Which lines in the rows below contain the word "sign"? Copy each one in full.

(MATERIAL PROVIDED)
::::
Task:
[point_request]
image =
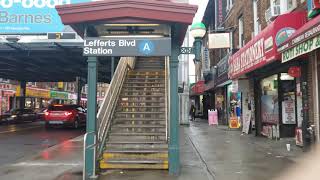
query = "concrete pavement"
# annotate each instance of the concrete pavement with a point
(217, 153)
(207, 153)
(26, 139)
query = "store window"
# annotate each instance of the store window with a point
(270, 106)
(241, 32)
(256, 22)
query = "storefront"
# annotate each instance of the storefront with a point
(197, 98)
(305, 44)
(35, 98)
(222, 95)
(6, 92)
(269, 93)
(59, 97)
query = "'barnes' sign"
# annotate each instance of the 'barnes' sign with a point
(127, 47)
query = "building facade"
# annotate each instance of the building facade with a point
(248, 81)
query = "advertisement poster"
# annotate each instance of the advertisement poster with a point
(234, 123)
(270, 109)
(288, 112)
(246, 122)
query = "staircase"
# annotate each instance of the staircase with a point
(138, 134)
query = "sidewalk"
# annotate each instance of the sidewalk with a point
(207, 153)
(63, 161)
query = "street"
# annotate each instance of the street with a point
(22, 140)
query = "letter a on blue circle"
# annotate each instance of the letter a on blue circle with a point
(146, 47)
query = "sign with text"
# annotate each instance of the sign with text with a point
(262, 49)
(31, 16)
(127, 47)
(219, 40)
(300, 49)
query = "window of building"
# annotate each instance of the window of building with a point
(284, 6)
(241, 32)
(256, 18)
(229, 4)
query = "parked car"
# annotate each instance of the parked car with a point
(65, 115)
(18, 116)
(40, 114)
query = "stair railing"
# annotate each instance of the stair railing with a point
(167, 95)
(108, 106)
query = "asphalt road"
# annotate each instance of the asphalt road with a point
(22, 140)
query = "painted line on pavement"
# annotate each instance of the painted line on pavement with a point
(11, 131)
(45, 164)
(210, 174)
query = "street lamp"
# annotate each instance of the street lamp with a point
(197, 30)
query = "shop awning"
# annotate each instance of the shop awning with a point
(262, 49)
(198, 88)
(304, 40)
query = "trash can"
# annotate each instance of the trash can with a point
(213, 117)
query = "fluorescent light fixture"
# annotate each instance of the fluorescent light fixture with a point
(136, 36)
(125, 25)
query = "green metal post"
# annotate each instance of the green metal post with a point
(91, 118)
(174, 156)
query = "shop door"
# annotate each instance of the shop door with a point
(287, 96)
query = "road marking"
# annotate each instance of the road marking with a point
(16, 130)
(46, 164)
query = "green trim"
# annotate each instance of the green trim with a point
(198, 25)
(89, 161)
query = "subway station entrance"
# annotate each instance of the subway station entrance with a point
(137, 126)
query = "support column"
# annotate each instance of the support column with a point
(78, 88)
(23, 89)
(174, 156)
(90, 161)
(112, 67)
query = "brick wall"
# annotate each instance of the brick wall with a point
(240, 8)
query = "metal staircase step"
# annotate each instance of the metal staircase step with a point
(142, 91)
(140, 112)
(137, 151)
(139, 134)
(144, 106)
(139, 119)
(142, 101)
(139, 82)
(136, 142)
(136, 146)
(138, 96)
(145, 78)
(135, 161)
(139, 126)
(126, 86)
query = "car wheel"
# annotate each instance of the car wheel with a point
(76, 124)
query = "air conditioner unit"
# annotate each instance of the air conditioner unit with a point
(272, 12)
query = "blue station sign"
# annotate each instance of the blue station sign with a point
(31, 16)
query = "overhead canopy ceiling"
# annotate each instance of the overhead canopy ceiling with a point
(47, 61)
(63, 61)
(95, 15)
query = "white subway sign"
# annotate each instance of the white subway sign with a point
(127, 47)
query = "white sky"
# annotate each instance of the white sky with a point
(198, 18)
::::
(THE RESULT)
query = "'barnes' sign"
# annotate each instance of the 'barnes' sign with a point
query = "sign with text"
# annotate each instance of the sign with text with a point
query = "blue station sign"
# annotate each instance of the blue station sign with a point
query = "white subway sign"
# annotate each instance of the white subway sign with a point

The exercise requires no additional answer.